Я не подвергаю сомнению тот факт, что конкуренция полезна — в школах, на дорогах, в больницах, даже в тюрьмах, а бюрократов следует время от времени встряхивать и заставлять смотреть на вещи и действовать по-новому. Но некоторые вещи, в силу самой своей значимости для общества, должны быть защищены от экономических решений. К сожалению, сейчас об этом мало кто думает. Общественный сектор отдает, частный — получает. Доля корпоративной Америки в национальном доходе стремительно растет — с 7 процентов в середине 2001 года до 13 процентов в 2006 году. А ее доля в собираемых налогах сокращается: в 1995 году соотношение налогов на фонд заработной платы и корпоративных налогов составляло 3:1, к 2002 году оно выросло до 5:1. И экономическое обоснование становится единственным, которое допускается к рассмотрению.
Когда государство перестает предоставлять гражданам услуги, перемены в обществе неизбежны. Договор между гражданами и государством нарушается. Модель, построенная на взаимных обязательствах — государство оказывает гражданам социальные услуги, взамен они платят государству свой долг, например, участвуют в национальной обороне посредством службы в армии по призыву, — уступает место модели продаж, в которой у всего есть своя цена.

+ + + +

▶ ЧТО ТРЕБУЕТСЯ: Напишите продолжение отрывка о том, как модель продаж вытесняет взаимные обязательства государства и граждан, начав сразу после его последнего предложения.

+ + + +

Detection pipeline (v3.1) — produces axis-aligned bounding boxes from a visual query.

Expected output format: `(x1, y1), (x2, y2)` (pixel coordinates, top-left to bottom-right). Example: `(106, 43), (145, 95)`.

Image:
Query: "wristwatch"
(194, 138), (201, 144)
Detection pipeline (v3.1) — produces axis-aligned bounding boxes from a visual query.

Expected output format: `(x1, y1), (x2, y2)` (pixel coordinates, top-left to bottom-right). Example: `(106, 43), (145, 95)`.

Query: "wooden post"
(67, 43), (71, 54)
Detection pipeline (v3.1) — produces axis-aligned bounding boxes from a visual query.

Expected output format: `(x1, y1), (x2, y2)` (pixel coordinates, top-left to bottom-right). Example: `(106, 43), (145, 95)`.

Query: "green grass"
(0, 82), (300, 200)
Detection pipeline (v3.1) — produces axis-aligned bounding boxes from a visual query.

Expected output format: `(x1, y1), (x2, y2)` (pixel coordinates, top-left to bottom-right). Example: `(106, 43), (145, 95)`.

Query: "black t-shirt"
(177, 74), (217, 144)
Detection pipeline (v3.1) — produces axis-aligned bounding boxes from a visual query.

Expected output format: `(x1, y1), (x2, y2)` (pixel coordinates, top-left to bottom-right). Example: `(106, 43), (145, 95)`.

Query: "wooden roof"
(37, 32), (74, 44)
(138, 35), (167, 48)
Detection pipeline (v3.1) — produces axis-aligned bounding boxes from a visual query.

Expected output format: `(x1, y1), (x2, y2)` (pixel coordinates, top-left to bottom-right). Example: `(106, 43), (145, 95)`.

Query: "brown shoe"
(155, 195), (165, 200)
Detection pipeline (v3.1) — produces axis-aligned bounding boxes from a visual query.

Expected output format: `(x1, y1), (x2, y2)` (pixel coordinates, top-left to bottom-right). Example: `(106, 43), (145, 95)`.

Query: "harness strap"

+ + + +

▶ ВАШ ОТВЕТ:
Переход от одной модели к другой редко бывает резким. Внешне эффективные методы обслуживания потребителей в частном секторе приходят на смену методам раздражающе неповоротливого государственного сектора. И пусть не все идеально, и пусть письмо своему конгрессмену могло возыметь больший эффект, чем звонок на горячую линию общества защиты прав потребителей, но, по крайней мере, сейчас у нас есть возможность выбирать цену и качество обслуживания, чего не было в госсекторе. И со временем пациент, учащийся, водитель, «клиент», «получатель услуги» приспосабливаются к новому, «рентабельному» порядку вещей. Жизнь продолжается, но кое-что потерялось. Чувство связи с общественными институтами таяло, пока наконец не улетучилось.
Верно и обратное. Когда люди перестают служить, в широком смысле слова, государству и национальным интересам, а то, что когда-то считалось гражданским долгом, превращается в контрактные обязательства, в обществе начинаются фундаментальные сдвиги. Эти перемены тоже происходят постепенно, словно таяние ледника, но последствия глубоки и ощутимы.